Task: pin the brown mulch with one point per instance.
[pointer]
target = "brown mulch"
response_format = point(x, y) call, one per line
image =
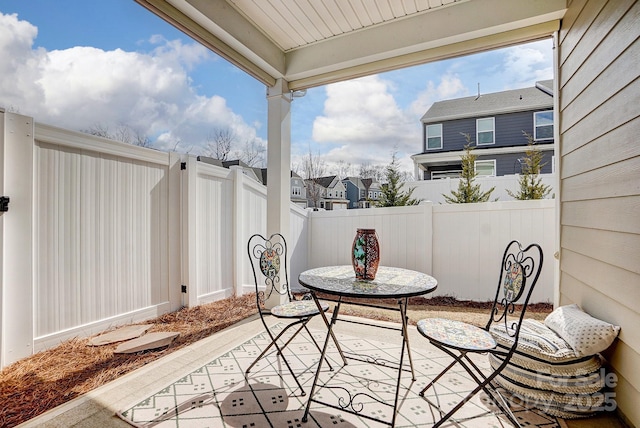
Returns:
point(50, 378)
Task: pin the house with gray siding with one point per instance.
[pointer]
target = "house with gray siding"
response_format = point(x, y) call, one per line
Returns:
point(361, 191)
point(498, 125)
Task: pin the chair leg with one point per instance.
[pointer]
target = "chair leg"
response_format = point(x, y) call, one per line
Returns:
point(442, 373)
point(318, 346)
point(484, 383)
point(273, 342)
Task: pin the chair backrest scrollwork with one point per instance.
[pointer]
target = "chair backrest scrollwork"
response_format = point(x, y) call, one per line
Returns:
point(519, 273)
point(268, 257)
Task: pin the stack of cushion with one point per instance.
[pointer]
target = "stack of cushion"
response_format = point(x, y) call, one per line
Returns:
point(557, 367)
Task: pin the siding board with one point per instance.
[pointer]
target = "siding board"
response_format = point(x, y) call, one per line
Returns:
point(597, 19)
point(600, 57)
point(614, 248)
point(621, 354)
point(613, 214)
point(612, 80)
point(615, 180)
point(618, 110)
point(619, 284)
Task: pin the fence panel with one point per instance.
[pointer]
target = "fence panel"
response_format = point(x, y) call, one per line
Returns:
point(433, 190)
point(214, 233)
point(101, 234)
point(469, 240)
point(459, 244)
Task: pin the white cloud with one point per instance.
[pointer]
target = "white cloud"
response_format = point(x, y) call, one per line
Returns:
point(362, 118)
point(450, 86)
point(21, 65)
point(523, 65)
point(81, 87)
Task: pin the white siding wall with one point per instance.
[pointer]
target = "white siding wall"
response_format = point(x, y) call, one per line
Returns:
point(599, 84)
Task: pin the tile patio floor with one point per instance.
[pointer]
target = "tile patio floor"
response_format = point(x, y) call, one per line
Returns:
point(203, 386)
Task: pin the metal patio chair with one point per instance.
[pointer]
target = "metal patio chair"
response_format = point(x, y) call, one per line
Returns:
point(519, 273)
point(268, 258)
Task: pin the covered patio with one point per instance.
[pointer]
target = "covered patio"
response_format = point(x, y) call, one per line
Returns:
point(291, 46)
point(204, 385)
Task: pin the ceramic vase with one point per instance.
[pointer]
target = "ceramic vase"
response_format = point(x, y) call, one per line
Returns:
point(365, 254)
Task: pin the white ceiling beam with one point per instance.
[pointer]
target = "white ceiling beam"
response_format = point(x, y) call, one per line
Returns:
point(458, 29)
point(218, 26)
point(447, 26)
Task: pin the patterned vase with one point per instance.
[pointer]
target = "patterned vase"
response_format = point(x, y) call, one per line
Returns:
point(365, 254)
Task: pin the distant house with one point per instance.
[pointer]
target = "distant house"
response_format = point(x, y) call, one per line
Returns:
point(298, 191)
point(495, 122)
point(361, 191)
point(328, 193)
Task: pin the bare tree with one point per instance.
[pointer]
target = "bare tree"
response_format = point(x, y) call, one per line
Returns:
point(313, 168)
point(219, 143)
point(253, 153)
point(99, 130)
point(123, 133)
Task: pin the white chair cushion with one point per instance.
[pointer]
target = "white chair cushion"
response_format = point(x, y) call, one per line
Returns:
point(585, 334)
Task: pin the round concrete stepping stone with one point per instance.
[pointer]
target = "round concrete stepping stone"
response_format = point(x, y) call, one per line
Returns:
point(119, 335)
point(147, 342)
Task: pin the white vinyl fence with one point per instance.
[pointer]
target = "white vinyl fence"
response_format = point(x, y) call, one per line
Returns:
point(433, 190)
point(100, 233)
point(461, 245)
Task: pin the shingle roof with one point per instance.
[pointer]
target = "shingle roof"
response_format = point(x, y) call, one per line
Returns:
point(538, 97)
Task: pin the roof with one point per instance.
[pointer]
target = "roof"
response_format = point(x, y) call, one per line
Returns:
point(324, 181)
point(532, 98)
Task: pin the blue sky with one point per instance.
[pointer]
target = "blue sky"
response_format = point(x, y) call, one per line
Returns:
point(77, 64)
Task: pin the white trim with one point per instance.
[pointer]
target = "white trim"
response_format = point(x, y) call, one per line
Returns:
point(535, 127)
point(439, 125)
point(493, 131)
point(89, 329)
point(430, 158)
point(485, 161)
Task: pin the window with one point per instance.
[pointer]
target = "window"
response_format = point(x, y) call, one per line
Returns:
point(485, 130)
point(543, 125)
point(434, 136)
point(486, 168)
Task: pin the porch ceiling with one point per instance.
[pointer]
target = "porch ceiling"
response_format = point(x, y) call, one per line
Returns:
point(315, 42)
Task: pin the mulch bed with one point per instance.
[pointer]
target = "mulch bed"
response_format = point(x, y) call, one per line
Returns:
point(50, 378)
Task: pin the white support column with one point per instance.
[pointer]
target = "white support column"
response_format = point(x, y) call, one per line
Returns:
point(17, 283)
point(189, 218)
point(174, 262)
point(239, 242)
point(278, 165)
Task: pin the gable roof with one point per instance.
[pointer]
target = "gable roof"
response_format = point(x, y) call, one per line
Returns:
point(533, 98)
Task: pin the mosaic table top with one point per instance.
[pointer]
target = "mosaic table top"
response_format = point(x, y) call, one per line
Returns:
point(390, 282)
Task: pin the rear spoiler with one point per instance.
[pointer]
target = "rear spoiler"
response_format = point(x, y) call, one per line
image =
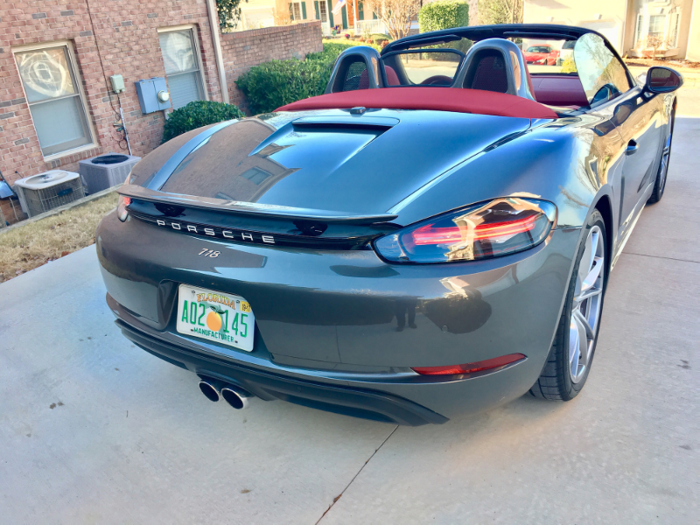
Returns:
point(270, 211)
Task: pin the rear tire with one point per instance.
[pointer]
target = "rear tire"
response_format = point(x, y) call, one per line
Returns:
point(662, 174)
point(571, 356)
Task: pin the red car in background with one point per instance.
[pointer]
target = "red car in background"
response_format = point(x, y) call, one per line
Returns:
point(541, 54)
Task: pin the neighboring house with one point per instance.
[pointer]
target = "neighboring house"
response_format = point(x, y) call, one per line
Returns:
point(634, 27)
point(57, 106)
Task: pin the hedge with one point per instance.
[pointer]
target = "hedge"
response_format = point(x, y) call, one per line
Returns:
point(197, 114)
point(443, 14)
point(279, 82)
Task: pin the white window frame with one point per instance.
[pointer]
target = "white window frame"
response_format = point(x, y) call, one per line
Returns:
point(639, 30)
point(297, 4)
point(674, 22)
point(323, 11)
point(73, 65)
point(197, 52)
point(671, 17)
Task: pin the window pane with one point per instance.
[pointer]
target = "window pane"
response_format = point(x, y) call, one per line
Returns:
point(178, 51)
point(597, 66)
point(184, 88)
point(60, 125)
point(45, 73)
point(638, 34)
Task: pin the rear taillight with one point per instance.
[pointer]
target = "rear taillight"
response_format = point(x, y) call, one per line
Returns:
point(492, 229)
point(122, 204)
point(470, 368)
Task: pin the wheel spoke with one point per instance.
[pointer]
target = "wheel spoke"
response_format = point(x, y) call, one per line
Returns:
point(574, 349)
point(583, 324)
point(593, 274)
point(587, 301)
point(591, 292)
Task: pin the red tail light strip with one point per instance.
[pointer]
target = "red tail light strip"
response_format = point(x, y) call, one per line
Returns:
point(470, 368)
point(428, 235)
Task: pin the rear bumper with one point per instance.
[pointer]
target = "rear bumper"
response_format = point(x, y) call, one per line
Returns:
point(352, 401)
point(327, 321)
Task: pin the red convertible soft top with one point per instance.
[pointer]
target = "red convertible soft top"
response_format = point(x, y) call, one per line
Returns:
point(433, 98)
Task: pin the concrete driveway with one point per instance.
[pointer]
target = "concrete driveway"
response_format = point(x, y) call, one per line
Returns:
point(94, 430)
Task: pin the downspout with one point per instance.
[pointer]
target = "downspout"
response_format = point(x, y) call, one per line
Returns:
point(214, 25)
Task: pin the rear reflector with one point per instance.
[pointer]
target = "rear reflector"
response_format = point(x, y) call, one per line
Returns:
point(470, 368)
▬▬▬▬▬▬
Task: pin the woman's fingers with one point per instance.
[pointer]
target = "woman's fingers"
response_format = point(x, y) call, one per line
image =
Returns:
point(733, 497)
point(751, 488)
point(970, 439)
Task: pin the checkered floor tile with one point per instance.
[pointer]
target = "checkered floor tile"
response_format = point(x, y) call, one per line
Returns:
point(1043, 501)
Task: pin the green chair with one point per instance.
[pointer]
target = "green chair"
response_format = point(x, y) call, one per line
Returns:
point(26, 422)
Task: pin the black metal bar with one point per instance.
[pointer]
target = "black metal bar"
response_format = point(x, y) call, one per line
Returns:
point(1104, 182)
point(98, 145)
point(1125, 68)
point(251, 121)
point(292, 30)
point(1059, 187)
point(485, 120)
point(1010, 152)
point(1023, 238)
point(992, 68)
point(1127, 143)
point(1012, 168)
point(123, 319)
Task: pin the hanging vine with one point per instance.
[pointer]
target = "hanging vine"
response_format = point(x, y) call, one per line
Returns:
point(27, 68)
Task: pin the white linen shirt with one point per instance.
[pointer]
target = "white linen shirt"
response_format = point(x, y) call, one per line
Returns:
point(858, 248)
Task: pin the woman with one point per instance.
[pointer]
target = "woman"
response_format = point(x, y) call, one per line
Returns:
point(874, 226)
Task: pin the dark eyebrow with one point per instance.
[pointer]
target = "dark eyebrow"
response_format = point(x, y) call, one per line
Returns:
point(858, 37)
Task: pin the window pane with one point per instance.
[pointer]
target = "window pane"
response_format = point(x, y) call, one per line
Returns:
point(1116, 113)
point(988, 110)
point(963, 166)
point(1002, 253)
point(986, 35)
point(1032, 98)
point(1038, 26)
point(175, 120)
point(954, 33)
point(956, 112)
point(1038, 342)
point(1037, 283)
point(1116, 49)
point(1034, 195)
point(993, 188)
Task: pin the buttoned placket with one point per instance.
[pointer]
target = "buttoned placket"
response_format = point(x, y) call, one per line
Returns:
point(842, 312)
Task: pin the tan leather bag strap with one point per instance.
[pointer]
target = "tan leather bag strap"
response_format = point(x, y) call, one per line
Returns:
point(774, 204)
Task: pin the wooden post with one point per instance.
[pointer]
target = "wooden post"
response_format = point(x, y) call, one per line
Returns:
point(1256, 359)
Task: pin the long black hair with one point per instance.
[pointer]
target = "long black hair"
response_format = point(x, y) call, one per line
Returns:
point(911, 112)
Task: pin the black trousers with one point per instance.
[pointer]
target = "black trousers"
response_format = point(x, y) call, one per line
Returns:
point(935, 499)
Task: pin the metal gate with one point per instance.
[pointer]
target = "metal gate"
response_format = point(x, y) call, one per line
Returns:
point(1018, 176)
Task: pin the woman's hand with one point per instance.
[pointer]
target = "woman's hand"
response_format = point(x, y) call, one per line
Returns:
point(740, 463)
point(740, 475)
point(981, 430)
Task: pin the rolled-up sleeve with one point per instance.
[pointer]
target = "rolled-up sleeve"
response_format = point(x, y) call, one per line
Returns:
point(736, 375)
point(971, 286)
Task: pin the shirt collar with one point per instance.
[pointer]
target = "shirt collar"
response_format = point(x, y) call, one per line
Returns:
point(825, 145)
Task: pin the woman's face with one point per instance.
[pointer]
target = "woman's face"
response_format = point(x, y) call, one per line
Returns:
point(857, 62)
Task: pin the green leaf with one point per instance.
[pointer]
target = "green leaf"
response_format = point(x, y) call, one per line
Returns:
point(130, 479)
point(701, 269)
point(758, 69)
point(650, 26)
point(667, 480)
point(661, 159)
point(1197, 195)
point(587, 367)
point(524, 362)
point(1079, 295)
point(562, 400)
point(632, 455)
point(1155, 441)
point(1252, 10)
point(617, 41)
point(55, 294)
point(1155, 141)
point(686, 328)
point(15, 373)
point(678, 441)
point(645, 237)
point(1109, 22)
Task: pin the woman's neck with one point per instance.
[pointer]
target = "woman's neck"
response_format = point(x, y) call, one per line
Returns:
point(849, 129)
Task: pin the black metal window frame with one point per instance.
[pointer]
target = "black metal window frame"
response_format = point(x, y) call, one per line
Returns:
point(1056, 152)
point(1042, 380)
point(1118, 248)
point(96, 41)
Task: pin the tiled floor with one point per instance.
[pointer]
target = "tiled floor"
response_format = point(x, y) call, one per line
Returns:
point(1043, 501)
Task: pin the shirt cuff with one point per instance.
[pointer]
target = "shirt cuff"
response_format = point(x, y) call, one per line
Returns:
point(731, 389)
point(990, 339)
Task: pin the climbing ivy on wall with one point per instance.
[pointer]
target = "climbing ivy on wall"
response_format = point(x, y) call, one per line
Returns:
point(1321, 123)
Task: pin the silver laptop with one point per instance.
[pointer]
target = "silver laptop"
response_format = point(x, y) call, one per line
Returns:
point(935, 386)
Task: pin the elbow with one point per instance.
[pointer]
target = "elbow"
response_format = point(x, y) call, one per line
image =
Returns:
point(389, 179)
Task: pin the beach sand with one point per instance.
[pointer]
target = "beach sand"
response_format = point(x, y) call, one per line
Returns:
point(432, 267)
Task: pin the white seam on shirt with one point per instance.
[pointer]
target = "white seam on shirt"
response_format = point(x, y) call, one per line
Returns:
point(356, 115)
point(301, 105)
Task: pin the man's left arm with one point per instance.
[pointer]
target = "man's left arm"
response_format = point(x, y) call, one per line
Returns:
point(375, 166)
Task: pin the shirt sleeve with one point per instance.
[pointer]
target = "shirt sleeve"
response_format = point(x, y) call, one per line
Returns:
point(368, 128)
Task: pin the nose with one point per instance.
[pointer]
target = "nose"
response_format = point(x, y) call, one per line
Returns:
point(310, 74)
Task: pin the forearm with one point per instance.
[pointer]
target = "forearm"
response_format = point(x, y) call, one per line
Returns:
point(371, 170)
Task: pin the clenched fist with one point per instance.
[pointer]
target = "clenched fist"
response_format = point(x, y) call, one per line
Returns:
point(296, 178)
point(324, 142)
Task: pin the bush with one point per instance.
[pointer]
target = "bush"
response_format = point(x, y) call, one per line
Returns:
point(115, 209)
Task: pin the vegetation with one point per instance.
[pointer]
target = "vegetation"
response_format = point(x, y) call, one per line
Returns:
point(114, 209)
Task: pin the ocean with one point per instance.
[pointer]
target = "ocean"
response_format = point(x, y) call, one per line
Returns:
▬▬▬▬▬▬
**Task description:** Please copy each line from the material above in which the string "vegetation" appears.

**The completed task:**
Task: pin the vegetation with one point per instance.
target = "vegetation"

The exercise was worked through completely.